== MATERIAL SUPPLIED ==
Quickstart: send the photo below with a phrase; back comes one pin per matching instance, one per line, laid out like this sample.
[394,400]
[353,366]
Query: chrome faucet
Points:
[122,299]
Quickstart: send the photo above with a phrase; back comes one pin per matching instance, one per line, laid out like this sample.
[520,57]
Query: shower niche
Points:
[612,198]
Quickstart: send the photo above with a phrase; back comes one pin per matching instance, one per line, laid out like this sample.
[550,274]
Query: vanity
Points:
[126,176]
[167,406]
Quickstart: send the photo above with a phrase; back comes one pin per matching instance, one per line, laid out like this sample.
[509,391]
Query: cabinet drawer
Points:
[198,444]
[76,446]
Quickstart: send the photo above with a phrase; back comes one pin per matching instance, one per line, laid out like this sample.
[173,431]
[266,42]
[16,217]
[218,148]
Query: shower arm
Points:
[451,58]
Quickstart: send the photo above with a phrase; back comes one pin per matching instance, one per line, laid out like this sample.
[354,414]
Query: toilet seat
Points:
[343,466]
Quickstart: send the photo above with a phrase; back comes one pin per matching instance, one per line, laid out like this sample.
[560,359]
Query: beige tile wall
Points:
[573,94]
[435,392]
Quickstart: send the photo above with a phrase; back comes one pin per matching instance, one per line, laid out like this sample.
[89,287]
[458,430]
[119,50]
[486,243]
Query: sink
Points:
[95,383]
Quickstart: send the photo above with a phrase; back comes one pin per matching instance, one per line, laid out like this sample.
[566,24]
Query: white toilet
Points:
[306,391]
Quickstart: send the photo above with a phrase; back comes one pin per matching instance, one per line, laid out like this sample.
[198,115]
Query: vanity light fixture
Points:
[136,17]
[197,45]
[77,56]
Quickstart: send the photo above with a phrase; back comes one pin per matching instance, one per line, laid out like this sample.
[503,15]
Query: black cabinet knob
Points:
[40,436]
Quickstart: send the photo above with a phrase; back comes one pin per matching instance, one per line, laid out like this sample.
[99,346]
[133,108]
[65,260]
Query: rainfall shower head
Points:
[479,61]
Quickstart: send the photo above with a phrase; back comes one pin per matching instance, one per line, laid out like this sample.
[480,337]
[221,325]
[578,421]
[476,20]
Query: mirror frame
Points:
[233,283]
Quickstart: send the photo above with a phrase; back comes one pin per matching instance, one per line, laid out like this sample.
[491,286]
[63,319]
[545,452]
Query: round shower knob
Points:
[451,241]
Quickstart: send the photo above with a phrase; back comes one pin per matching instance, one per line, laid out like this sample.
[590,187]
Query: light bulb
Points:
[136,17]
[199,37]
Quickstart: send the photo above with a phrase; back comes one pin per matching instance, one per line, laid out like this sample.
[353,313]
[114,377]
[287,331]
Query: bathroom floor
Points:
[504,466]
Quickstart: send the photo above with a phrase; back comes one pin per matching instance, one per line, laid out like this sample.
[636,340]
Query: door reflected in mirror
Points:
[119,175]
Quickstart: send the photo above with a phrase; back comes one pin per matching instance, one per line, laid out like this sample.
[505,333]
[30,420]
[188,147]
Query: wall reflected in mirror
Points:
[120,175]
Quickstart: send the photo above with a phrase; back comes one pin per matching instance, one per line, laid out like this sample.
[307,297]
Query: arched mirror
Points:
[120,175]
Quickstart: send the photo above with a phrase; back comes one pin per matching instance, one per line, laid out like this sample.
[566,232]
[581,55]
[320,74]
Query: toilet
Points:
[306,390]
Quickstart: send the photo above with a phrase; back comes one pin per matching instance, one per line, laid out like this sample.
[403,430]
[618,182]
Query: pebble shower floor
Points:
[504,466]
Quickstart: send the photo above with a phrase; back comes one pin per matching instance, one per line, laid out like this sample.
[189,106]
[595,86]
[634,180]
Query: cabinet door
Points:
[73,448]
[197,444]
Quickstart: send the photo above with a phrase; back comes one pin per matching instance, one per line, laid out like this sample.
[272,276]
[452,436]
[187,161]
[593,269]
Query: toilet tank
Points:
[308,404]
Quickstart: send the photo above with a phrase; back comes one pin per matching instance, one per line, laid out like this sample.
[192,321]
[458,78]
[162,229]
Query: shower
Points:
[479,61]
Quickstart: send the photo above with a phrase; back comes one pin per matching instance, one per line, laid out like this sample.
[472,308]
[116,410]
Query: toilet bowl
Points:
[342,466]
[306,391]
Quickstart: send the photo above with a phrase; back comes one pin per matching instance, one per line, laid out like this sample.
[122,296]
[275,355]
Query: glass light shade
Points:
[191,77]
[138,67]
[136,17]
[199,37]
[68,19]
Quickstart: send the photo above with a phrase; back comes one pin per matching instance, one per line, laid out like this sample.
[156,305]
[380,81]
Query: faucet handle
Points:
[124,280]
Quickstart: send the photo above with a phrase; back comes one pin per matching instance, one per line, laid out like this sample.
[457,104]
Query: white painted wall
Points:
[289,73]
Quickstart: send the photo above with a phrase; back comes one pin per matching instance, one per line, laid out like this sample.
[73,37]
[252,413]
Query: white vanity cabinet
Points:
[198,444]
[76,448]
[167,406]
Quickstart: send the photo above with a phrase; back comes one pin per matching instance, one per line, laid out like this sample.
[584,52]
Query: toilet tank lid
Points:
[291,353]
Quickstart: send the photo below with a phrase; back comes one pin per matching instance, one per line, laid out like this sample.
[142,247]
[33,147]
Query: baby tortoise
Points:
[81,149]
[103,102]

== THE TASK ==
Repeat the listing in full, keeping every line exactly as it is.

== REPLY TO THE TASK ==
Quickstart: send the photo below with a phrase; back comes one pin per matching instance, one per line, laid out like this sample.
[394,400]
[353,366]
Query: chrome faucet
Points:
[122,299]
Quickstart: send the photo above with a phrase; back comes one pin per matching instance, one per line, laid out like this sample.
[520,57]
Query: shower niche
Points:
[612,198]
Quickstart: send the photo above with a phrase; back comes one pin per matching instance, one per line, laid out like this sample.
[550,274]
Query: vanity
Points:
[126,176]
[167,406]
Quickstart: send the photo above with a phrase; back comes one pin per matching instance, one per line, laid out like this sample.
[509,391]
Query: cabinet drawer
Points:
[198,444]
[76,446]
Quickstart: send the photo above with a phrase; back comes one pin per matching instance, one per line, laid out like this sample.
[173,431]
[266,42]
[16,217]
[218,148]
Query: shower arm
Points:
[451,58]
Quickstart: send the photo above with a phrase; back comes one pin per matching instance, one per line, laid out like this sample.
[354,414]
Query: toilet seat
Points:
[343,466]
Quickstart: send the photo above with a phrase; back comes one pin per matching instance, one per line, laid out like this sample.
[560,359]
Query: beige tile wall
Points:
[573,94]
[435,392]
Quickstart: send the photo above with a phrase; back comes one pin per matching instance, one per line, laid out like this sample.
[89,287]
[458,430]
[119,50]
[486,243]
Query: sink
Points:
[95,383]
Quickstart: send the photo above with a phrase; back comes one pin per matching instance, one per line, laid out like this sample.
[566,24]
Query: white toilet
Points:
[306,391]
Quickstart: send the photo above with a phrase; back comes one pin per matching instance, one per line, laid out like this sample.
[198,115]
Query: vanity light fixture
Points:
[136,17]
[197,45]
[77,56]
Quickstart: send the photo above with a phrase; back comes one pin per matching instance, one per line, laid out like this sample.
[503,15]
Query: black cabinet knob
Points:
[40,436]
Quickstart: send the photo above with a phrase; back comes one pin per matching instance, one per line, laid out like this sample.
[99,346]
[133,108]
[65,260]
Query: rainfall shower head
Points:
[479,61]
Quickstart: send the photo above with a phrase; back comes one pin per matching instance, one per line, laid out like this sample.
[480,337]
[221,325]
[578,421]
[476,20]
Query: mirror frame
Points:
[233,283]
Quickstart: send the photo above with a phrase; back comes one pin per matching instance, one per line, laid out like this sample.
[491,286]
[63,319]
[545,452]
Query: round shower knob
Points:
[451,241]
Quickstart: send the photo above with a phrase; back comes one pin per matching instance, one per line, laid out like this sample.
[590,187]
Query: light bulb
Points:
[136,17]
[199,37]
Quickstart: send the photo above with a phrase; back comes one pin per matching instance, one per line, laid out like this sample.
[353,313]
[114,377]
[287,331]
Query: bathroom floor
Points:
[504,466]
Quickstart: send the photo above with a phrase; back comes one pin per matching instance, one per line, laid out like this sample.
[636,340]
Query: door reflected in mirror
Points:
[119,175]
Quickstart: send the photo above with a phrase; back comes one pin per matching instance, one per line, laid out like this sample.
[505,333]
[30,420]
[188,147]
Query: wall reflected in mirror
Points:
[120,175]
Quickstart: send the photo above with a phrase; back comes one pin per matching instance, one per line, laid out like this sample.
[307,297]
Query: arched mirror
Points:
[120,175]
Quickstart: send the photo above with a phrase; back comes one pin per matching instance, one per line, laid out like this sample.
[566,232]
[581,55]
[320,74]
Query: toilet
Points:
[306,390]
Quickstart: send the photo above with a phrase; back comes one pin per matching instance, one per line, laid out like this sample.
[403,430]
[618,182]
Query: pebble shower floor
Points:
[504,466]
Quickstart: send the photo above with a phrase; back comes one pin per matching instance, one per line, laid out like this sample.
[189,106]
[595,86]
[634,180]
Query: cabinet door
Points:
[73,448]
[197,444]
Quickstart: send the photo above with a phrase; back comes one pin per matching instance, one per line, laid out like this sample.
[272,276]
[452,436]
[187,161]
[593,269]
Query: toilet tank
Points:
[308,404]
Quickstart: send the photo above with a phrase; back comes one pin per matching instance, one per line, laid out like this sample.
[192,321]
[458,78]
[162,229]
Query: shower
Points:
[479,61]
Quickstart: send the photo above with a phrase; back comes one pin per matching instance, one per line, laid out like this sample.
[472,308]
[116,410]
Query: toilet bowl
Points:
[342,466]
[306,391]
Quickstart: send the photo above with a phrase; back comes one pin per matching instance, one per line, laid out like this sample.
[122,296]
[275,355]
Query: glass light shade
Points:
[191,77]
[138,67]
[136,17]
[199,37]
[68,19]
Quickstart: send the photo above with a phrase; back comes one pin per matching instance, one per line, laid out like this sample.
[156,305]
[380,81]
Query: faucet handle
Points:
[124,280]
Quickstart: send the photo above with a phrase; back comes one pin per matching instance, one per line, laid out like this sample.
[457,104]
Query: white painted wall
Points:
[289,73]
Quickstart: send the photo above with a phrase; back comes one pin per matching instance, one per line, laid out like this sample.
[73,37]
[252,413]
Query: white vanity cabinet
Points:
[198,444]
[76,448]
[167,406]
Quickstart: send the photo above with a phrase; back comes one pin per matching instance, one per line, laid out like this sample.
[584,52]
Query: toilet tank lid
Points:
[291,353]
Quickstart: send the photo below with a phrase; back comes one pin per matching instance, one per line, laid out like this sample.
[142,247]
[33,147]
Query: baby tortoise
Points:
[81,149]
[103,102]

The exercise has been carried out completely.